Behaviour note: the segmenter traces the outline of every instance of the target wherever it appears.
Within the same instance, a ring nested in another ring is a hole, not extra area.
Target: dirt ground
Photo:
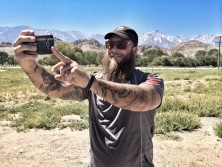
[[[193,132],[177,133],[179,141],[155,135],[156,167],[222,167],[222,139],[213,126],[218,118],[201,118]],[[0,122],[0,167],[86,167],[88,130],[30,130],[17,133]]]

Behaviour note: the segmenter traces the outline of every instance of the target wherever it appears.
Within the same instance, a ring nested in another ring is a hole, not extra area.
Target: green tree
[[[207,55],[207,52],[205,50],[198,50],[195,53],[195,58],[196,58],[197,66],[204,66],[204,65],[206,65],[206,59],[205,59],[206,55]]]
[[[160,48],[150,48],[146,52],[143,53],[143,57],[146,57],[148,63],[152,63],[153,59],[156,57],[160,57],[164,55],[163,51]]]
[[[3,66],[5,62],[8,61],[8,53],[4,52],[4,51],[0,51],[0,62],[1,65]]]

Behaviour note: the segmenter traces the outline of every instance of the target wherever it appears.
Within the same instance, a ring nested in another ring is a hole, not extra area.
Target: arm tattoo
[[[113,100],[113,104],[117,104],[117,102],[125,98],[126,103],[122,108],[130,108],[132,106],[139,106],[141,102],[147,99],[147,94],[142,89],[133,89],[128,86],[122,85],[121,88],[117,88],[114,86],[110,86],[102,81],[98,81],[99,86],[102,90],[102,96],[106,97],[108,91],[111,93],[111,97]]]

• _REQUIREMENT_
Please rewrite all the records above, changing "segmenter" to "annotator" and leaving everything else the same. Leave the pictures out of your answer.

• _SOLUTION BELOW_
Behaviour note: the annotator traces the outline of every instance of the target wherever it appears.
Within the same instance, a ring nested in another ring is a hole, not extra area.
Target: dirt ground
Photo:
[[[193,132],[177,133],[179,141],[155,135],[156,167],[222,167],[222,139],[213,126],[218,118],[201,118]],[[0,122],[0,167],[86,167],[88,130],[30,130],[17,133]]]

Behaviour note: the annotator traces the outline of every instance of the target wherever it appears.
Within the same instance, a ring nested in another ring is a hole, not extra area.
Target: green tree
[[[207,55],[207,52],[205,50],[198,50],[195,53],[195,58],[196,58],[197,66],[204,66],[204,65],[206,65],[206,59],[205,59],[206,55]]]
[[[160,48],[150,48],[146,52],[143,53],[143,57],[146,57],[148,63],[152,63],[153,59],[156,57],[160,57],[164,55],[163,51]]]
[[[3,66],[5,62],[8,61],[8,53],[4,52],[4,51],[0,51],[0,62],[1,65]]]

Behaviour note: the annotator traces the outline of every instance of the target wherever it appears.
Within the same instance, a ring nested in another ring is a hole, not extra area.
Target: arm tattoo
[[[113,100],[113,104],[117,104],[117,102],[125,98],[126,103],[122,108],[130,108],[132,106],[139,106],[141,102],[147,99],[147,94],[142,89],[133,89],[128,86],[122,85],[121,88],[117,88],[114,86],[110,86],[102,81],[98,81],[99,86],[102,90],[102,96],[106,97],[108,91],[111,93],[111,97]]]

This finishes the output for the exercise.